- Work to be completed: Transcribe, word for word, the line containing "Objective — for the brown" and each line following it through the end of the listing below. Omit all other lines.

- Point annotations for photos:
☆ ☆ ☆ ☆
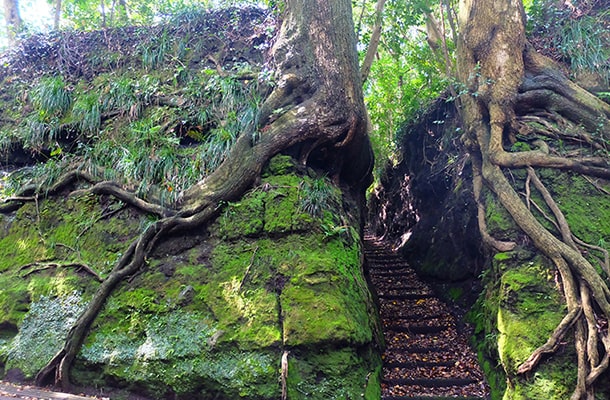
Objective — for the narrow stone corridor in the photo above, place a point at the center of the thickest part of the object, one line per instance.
(426, 355)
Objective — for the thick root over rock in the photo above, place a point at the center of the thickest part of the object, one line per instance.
(530, 87)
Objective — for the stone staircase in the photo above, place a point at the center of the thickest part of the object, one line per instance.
(426, 356)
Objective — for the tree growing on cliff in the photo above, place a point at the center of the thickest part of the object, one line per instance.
(316, 112)
(509, 86)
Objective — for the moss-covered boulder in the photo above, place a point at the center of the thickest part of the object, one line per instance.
(214, 312)
(426, 207)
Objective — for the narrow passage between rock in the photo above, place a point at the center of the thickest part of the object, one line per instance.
(426, 355)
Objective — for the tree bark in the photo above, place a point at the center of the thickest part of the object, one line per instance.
(371, 51)
(315, 111)
(12, 19)
(506, 79)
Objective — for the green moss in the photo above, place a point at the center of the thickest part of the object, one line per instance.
(328, 373)
(244, 218)
(43, 332)
(282, 211)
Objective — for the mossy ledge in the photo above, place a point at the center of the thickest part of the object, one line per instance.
(215, 312)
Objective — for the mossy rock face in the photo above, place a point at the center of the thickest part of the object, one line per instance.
(40, 298)
(213, 312)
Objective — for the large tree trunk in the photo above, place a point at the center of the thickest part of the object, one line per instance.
(315, 113)
(12, 19)
(57, 14)
(506, 81)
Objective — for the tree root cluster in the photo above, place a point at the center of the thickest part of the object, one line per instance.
(316, 106)
(531, 98)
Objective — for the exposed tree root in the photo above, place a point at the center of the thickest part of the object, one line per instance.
(552, 344)
(315, 101)
(41, 266)
(531, 82)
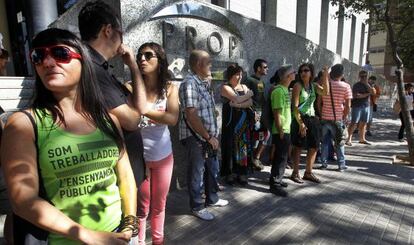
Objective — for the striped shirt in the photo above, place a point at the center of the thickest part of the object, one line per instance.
(196, 93)
(341, 91)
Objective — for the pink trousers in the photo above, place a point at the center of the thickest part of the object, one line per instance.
(152, 195)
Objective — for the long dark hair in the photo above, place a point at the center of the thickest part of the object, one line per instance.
(164, 76)
(232, 70)
(88, 96)
(312, 71)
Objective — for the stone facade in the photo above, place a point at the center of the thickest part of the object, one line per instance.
(229, 37)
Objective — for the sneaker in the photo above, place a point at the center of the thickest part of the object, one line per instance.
(203, 214)
(258, 165)
(311, 177)
(283, 184)
(243, 180)
(219, 203)
(230, 179)
(295, 177)
(278, 191)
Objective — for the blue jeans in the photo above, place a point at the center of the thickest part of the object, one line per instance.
(328, 130)
(202, 172)
(360, 114)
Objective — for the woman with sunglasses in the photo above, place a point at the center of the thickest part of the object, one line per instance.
(306, 128)
(64, 160)
(162, 105)
(237, 126)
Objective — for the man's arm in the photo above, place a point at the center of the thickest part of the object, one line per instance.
(278, 122)
(195, 123)
(347, 108)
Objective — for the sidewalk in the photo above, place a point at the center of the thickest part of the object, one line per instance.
(371, 203)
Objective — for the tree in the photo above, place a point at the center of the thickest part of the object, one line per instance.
(396, 17)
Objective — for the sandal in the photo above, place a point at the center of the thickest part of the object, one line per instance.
(311, 177)
(295, 177)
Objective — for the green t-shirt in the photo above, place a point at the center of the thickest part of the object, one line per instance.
(78, 173)
(281, 101)
(258, 87)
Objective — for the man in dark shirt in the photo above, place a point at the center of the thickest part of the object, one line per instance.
(361, 91)
(100, 28)
(261, 133)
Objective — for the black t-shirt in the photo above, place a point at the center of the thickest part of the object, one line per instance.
(361, 88)
(115, 95)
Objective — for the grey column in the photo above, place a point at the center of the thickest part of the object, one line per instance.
(323, 32)
(223, 3)
(352, 45)
(301, 17)
(271, 12)
(340, 33)
(361, 47)
(43, 12)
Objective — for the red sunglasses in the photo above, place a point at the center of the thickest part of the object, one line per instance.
(59, 53)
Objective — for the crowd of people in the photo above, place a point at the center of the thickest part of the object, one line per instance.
(91, 160)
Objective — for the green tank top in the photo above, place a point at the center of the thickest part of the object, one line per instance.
(78, 173)
(306, 100)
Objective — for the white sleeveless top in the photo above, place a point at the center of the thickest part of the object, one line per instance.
(155, 136)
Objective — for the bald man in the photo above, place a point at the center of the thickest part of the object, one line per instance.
(198, 133)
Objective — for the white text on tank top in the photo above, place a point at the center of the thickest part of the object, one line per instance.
(155, 136)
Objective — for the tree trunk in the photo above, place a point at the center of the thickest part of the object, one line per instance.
(409, 129)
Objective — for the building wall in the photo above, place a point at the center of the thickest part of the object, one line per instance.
(286, 15)
(4, 30)
(313, 22)
(332, 29)
(357, 40)
(249, 8)
(346, 39)
(277, 46)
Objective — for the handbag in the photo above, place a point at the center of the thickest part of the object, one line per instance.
(341, 133)
(25, 232)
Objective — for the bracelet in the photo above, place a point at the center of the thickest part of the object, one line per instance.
(130, 223)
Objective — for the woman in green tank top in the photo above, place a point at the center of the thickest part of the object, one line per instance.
(70, 176)
(306, 128)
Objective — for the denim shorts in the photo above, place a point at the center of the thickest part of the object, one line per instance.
(360, 114)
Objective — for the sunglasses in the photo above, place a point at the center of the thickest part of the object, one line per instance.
(61, 54)
(121, 33)
(147, 55)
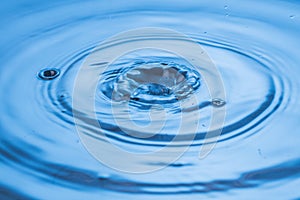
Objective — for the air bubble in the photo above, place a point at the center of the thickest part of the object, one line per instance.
(218, 102)
(49, 74)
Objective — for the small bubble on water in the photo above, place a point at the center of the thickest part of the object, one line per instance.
(218, 102)
(292, 16)
(49, 74)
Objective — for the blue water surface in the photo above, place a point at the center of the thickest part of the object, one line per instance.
(255, 46)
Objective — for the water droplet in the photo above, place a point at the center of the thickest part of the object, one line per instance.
(218, 102)
(49, 74)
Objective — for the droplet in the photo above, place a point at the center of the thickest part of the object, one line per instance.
(218, 102)
(49, 74)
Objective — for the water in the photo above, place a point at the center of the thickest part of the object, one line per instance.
(254, 46)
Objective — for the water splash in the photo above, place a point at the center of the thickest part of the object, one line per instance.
(39, 143)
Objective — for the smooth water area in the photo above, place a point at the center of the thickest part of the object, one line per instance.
(254, 46)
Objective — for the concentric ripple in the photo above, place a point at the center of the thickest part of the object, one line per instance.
(255, 50)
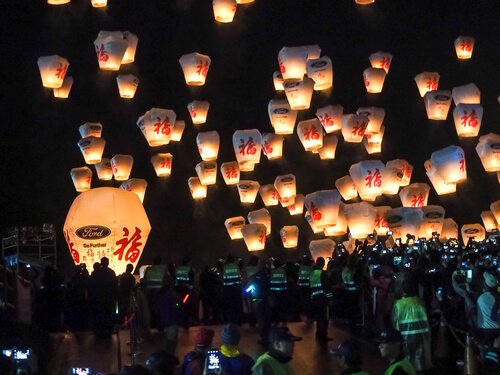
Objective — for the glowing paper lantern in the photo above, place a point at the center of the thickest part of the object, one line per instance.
(208, 145)
(230, 172)
(254, 236)
(135, 185)
(289, 236)
(272, 145)
(299, 94)
(330, 117)
(122, 166)
(346, 187)
(464, 46)
(162, 163)
(248, 190)
(207, 172)
(195, 67)
(468, 118)
(234, 226)
(450, 164)
(197, 189)
(127, 85)
(415, 195)
(427, 81)
(52, 70)
(381, 60)
(82, 178)
(224, 10)
(92, 149)
(310, 134)
(198, 111)
(282, 117)
(437, 104)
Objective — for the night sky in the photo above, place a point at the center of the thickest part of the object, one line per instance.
(40, 133)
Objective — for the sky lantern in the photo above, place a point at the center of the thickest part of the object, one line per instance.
(360, 219)
(127, 85)
(207, 172)
(323, 207)
(468, 118)
(272, 145)
(289, 236)
(310, 134)
(437, 104)
(92, 149)
(450, 164)
(104, 170)
(137, 186)
(427, 81)
(82, 178)
(197, 189)
(254, 236)
(52, 70)
(248, 190)
(321, 72)
(299, 94)
(63, 91)
(195, 67)
(346, 187)
(367, 176)
(122, 166)
(464, 46)
(330, 117)
(381, 59)
(230, 172)
(198, 110)
(208, 145)
(488, 150)
(282, 117)
(415, 195)
(234, 226)
(162, 163)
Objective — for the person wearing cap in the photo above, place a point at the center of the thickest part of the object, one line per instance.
(275, 361)
(391, 348)
(349, 357)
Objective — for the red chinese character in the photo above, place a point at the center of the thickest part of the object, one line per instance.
(133, 244)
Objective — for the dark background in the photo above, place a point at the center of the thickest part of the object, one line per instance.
(40, 133)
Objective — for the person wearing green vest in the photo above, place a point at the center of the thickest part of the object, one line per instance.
(391, 348)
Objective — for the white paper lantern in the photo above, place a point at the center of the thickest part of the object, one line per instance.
(208, 145)
(82, 178)
(195, 67)
(162, 163)
(122, 166)
(52, 70)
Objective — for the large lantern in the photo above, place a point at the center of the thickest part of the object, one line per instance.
(415, 195)
(234, 226)
(92, 149)
(299, 94)
(162, 163)
(122, 166)
(282, 117)
(137, 186)
(82, 178)
(208, 145)
(107, 222)
(464, 45)
(198, 111)
(289, 236)
(437, 104)
(468, 118)
(195, 67)
(52, 70)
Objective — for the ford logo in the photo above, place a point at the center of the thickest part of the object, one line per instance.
(93, 232)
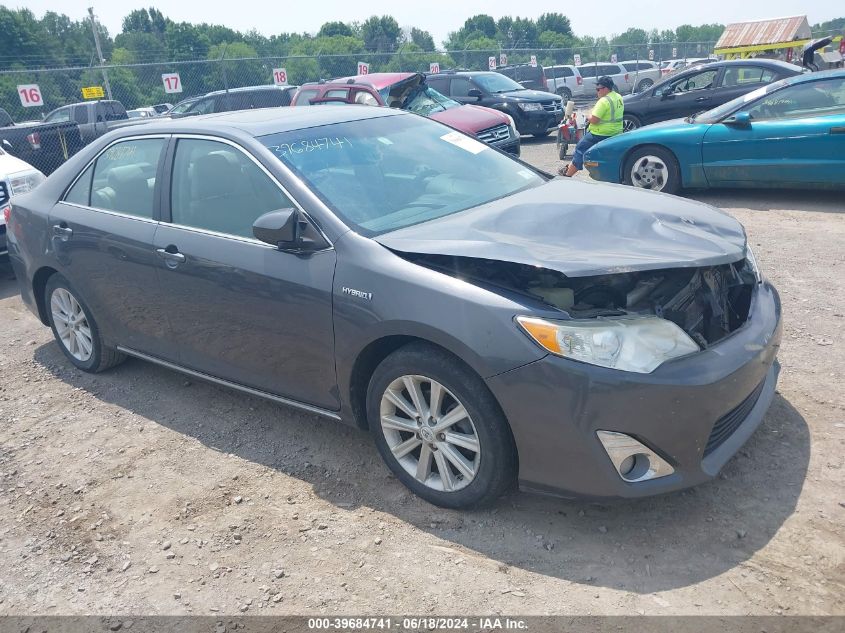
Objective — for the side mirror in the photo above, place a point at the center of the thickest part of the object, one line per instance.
(289, 231)
(740, 119)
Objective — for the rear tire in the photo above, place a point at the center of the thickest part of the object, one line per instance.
(652, 167)
(469, 462)
(75, 329)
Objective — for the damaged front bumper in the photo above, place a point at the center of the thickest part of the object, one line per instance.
(694, 412)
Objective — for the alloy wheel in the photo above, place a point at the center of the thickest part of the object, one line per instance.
(72, 326)
(430, 433)
(649, 172)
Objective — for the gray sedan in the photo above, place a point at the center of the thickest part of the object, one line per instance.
(488, 324)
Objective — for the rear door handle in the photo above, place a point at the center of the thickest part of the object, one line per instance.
(171, 259)
(62, 231)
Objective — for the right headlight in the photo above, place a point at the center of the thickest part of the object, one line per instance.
(638, 344)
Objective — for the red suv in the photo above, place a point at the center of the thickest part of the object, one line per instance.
(409, 91)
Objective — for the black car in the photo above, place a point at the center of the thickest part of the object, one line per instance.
(488, 324)
(526, 75)
(247, 98)
(702, 88)
(534, 112)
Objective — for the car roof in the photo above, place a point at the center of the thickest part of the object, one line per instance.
(259, 121)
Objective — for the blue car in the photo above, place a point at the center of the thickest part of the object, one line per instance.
(790, 133)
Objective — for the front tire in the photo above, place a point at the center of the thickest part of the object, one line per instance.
(439, 429)
(75, 329)
(652, 167)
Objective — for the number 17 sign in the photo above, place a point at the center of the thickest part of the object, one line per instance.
(171, 82)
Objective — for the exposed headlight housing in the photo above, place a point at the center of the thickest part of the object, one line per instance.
(25, 182)
(752, 261)
(637, 344)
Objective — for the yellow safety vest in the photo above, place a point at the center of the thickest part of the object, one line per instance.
(613, 125)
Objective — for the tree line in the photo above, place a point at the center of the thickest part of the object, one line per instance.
(147, 36)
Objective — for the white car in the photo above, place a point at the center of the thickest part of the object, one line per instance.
(16, 177)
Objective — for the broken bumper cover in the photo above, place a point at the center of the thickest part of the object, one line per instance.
(695, 412)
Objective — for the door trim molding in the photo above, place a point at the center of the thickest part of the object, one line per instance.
(232, 385)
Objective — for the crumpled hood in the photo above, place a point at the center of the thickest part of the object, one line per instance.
(582, 229)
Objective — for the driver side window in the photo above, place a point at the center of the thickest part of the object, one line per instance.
(698, 81)
(813, 98)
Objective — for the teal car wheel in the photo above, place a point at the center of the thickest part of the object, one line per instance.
(653, 168)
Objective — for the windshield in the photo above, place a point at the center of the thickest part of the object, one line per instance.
(718, 113)
(496, 83)
(426, 101)
(386, 173)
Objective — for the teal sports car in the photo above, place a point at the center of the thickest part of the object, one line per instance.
(787, 134)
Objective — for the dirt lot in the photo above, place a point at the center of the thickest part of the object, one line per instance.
(139, 491)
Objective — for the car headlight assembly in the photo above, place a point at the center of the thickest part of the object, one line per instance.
(637, 344)
(25, 182)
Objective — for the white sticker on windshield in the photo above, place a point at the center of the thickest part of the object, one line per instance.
(464, 142)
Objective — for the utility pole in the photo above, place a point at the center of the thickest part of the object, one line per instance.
(99, 51)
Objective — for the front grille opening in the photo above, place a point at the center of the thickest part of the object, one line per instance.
(731, 421)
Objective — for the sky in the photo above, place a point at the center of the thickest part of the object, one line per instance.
(440, 17)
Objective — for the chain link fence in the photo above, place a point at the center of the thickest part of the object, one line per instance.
(147, 84)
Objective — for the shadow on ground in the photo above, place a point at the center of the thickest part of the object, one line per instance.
(642, 546)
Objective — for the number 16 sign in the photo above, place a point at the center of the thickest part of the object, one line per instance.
(171, 82)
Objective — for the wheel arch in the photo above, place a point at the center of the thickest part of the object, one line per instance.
(39, 283)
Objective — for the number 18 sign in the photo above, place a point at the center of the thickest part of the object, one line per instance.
(171, 82)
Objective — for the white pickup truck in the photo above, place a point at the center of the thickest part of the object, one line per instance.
(16, 177)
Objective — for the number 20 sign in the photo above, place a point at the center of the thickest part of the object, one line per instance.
(171, 82)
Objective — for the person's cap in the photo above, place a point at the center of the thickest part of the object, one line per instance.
(605, 82)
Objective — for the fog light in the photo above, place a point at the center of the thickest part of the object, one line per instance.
(633, 460)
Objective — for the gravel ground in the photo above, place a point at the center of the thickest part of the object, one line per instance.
(138, 491)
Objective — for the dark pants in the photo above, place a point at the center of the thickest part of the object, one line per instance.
(589, 139)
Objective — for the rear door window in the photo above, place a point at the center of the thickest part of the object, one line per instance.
(124, 177)
(216, 187)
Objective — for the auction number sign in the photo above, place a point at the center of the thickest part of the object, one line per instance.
(280, 76)
(171, 82)
(30, 95)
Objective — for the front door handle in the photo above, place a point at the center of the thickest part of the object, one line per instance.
(171, 258)
(62, 231)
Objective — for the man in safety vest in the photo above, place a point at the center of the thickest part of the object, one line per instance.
(605, 121)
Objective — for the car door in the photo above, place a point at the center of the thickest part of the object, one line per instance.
(240, 309)
(687, 94)
(796, 135)
(102, 235)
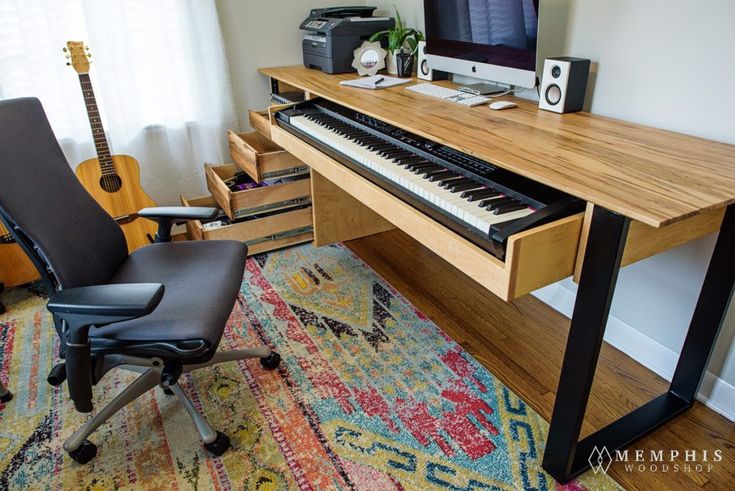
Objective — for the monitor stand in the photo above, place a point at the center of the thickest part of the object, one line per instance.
(483, 88)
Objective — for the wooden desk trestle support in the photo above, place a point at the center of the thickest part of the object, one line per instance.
(647, 190)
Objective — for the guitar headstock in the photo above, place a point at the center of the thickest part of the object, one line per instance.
(79, 56)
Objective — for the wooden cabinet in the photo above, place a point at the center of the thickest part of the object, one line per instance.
(267, 199)
(534, 258)
(260, 157)
(260, 234)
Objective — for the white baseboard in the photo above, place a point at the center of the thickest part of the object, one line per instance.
(715, 393)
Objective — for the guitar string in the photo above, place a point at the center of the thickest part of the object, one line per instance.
(107, 180)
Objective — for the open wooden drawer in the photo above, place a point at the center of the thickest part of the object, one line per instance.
(534, 258)
(260, 234)
(260, 157)
(240, 204)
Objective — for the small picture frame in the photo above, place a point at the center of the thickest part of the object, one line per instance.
(369, 59)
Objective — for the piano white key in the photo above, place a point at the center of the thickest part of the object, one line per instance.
(451, 202)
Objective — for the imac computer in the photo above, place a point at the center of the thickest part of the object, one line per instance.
(492, 40)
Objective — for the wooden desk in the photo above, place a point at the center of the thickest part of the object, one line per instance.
(647, 190)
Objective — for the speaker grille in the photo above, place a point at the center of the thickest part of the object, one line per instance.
(553, 94)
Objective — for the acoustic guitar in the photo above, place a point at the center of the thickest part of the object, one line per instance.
(15, 267)
(112, 180)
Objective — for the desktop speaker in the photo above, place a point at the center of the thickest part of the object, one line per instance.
(423, 71)
(564, 84)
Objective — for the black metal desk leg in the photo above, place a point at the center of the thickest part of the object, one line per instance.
(606, 241)
(566, 456)
(709, 314)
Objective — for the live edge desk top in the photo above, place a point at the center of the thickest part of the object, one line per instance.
(650, 175)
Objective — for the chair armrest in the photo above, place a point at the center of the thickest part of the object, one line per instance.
(129, 300)
(179, 213)
(166, 215)
(87, 306)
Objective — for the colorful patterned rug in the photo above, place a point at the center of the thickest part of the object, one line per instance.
(371, 395)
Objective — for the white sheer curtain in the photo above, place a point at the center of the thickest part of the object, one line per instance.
(159, 72)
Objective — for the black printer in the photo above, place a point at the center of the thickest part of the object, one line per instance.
(334, 33)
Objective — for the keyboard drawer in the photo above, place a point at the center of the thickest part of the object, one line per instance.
(261, 234)
(259, 122)
(260, 157)
(533, 258)
(240, 204)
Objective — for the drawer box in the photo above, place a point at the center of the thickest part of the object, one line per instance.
(260, 157)
(534, 258)
(260, 123)
(261, 234)
(240, 204)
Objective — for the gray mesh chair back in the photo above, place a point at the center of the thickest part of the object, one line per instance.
(40, 194)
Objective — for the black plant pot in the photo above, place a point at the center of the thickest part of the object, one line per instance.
(404, 64)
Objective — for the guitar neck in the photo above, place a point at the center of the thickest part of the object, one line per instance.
(98, 131)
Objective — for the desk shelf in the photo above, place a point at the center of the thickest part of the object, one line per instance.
(534, 258)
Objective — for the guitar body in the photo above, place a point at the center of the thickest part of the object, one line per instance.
(120, 195)
(15, 267)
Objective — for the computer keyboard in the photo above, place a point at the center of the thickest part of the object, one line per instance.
(450, 95)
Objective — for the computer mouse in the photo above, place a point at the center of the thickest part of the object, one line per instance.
(498, 105)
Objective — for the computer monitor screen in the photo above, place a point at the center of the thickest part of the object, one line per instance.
(501, 33)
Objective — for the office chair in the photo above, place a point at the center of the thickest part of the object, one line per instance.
(159, 311)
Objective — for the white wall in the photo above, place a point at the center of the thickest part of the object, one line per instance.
(669, 64)
(262, 34)
(665, 63)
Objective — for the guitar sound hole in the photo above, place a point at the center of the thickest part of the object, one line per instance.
(111, 184)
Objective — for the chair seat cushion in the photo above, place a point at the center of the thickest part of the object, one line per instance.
(202, 281)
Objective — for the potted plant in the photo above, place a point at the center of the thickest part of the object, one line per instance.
(398, 39)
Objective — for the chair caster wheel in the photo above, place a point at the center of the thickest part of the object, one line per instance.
(219, 446)
(86, 452)
(271, 361)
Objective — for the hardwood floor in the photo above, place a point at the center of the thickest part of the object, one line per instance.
(522, 344)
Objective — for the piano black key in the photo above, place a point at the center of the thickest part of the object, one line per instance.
(459, 180)
(476, 194)
(410, 161)
(425, 173)
(402, 155)
(449, 180)
(379, 146)
(421, 168)
(438, 176)
(463, 186)
(421, 163)
(485, 202)
(498, 202)
(508, 208)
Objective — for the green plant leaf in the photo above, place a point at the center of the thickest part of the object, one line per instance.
(399, 23)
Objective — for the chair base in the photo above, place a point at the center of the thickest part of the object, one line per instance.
(82, 450)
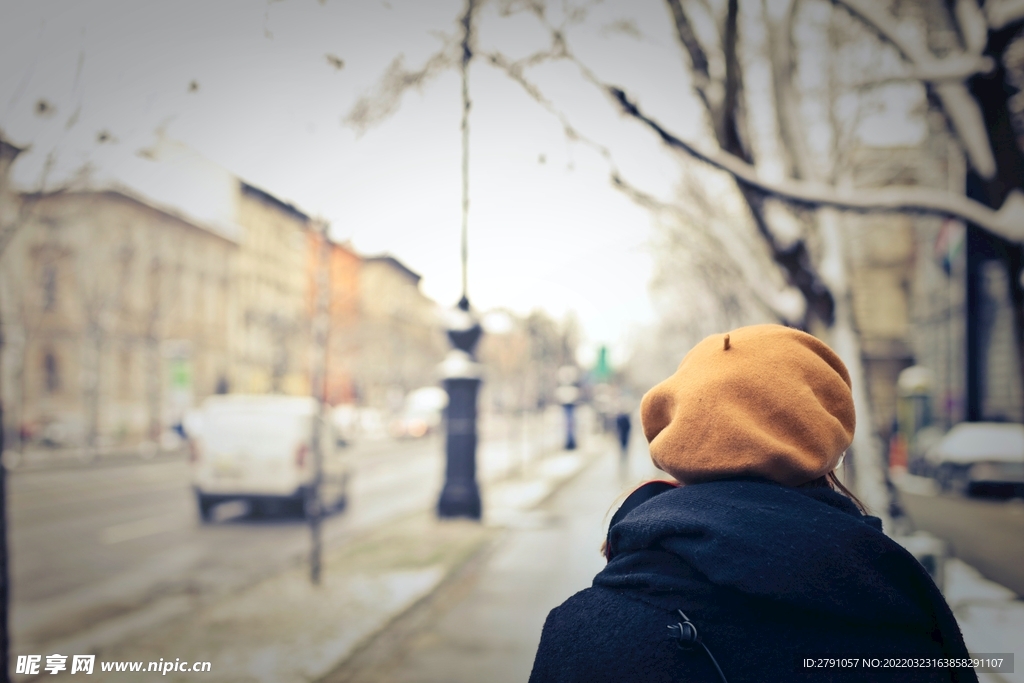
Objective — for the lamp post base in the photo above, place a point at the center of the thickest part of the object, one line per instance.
(461, 496)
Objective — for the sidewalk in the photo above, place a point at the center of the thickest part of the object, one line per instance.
(485, 624)
(284, 629)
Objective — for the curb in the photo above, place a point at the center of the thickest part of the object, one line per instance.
(372, 647)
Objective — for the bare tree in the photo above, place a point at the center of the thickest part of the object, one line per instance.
(967, 82)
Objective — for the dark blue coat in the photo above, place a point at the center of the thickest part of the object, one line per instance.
(769, 574)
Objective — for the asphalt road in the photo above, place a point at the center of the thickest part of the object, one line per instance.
(985, 534)
(92, 547)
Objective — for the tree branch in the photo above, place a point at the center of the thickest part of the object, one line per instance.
(1008, 221)
(961, 108)
(1001, 13)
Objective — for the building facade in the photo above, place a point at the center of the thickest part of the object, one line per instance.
(400, 340)
(115, 317)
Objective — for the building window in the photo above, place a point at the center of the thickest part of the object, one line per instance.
(49, 284)
(51, 373)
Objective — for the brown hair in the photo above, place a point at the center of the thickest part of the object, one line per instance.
(832, 481)
(826, 481)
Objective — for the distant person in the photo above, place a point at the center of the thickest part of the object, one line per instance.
(756, 564)
(623, 427)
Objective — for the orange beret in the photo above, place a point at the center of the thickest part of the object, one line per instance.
(763, 400)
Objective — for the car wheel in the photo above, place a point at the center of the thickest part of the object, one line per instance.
(310, 506)
(205, 506)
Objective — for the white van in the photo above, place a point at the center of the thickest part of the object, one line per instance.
(259, 449)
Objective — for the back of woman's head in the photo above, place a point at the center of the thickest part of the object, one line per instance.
(764, 400)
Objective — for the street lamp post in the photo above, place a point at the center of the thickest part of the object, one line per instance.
(567, 393)
(461, 495)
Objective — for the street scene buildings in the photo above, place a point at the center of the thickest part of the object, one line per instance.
(123, 312)
(429, 257)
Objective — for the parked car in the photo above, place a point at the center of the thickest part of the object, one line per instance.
(980, 457)
(421, 414)
(260, 449)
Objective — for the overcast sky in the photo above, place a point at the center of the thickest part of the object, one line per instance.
(547, 229)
☆ ☆ ☆ ☆
- Response:
Objective — for the brown hair in the photo above, place a point at the center of the thickest part of the object, one line per instance.
(832, 481)
(826, 481)
Objective — for the distant person in the photo above, place a point at the center of the thickest part of the object, one line per instance.
(756, 564)
(623, 427)
Objective — for the orange beret in the photo above, place a point at the center of the thickest part of the object, one line per instance.
(763, 400)
Objective — for the car wheel in the photo above, place a point at the center of the thickest part of the object, one line per instance.
(310, 506)
(205, 506)
Objective — for the white van in the photo above, place a point at the center of the thickest part of the object, one line per instance.
(259, 449)
Objective — for the back of woman's head in the photo above, place a point at the center of the thickest part of the object, one line per instance.
(764, 400)
Objective — for the street lamp post in the photo above, place a point at the center of the thickest part of the object, one line per instance.
(567, 393)
(461, 495)
Objective — for the street scene buildings in the photo above, place a point at the center of the thickest part of the object, one line per instance.
(123, 312)
(429, 257)
Objective — for the parked car in the photo above, place a point at the center of the thickest part of the object, one line per instance.
(980, 457)
(421, 414)
(260, 449)
Objective — for the overcast sky in the photo above, place a point at the center of the thickest part of the object, one line per instance.
(547, 229)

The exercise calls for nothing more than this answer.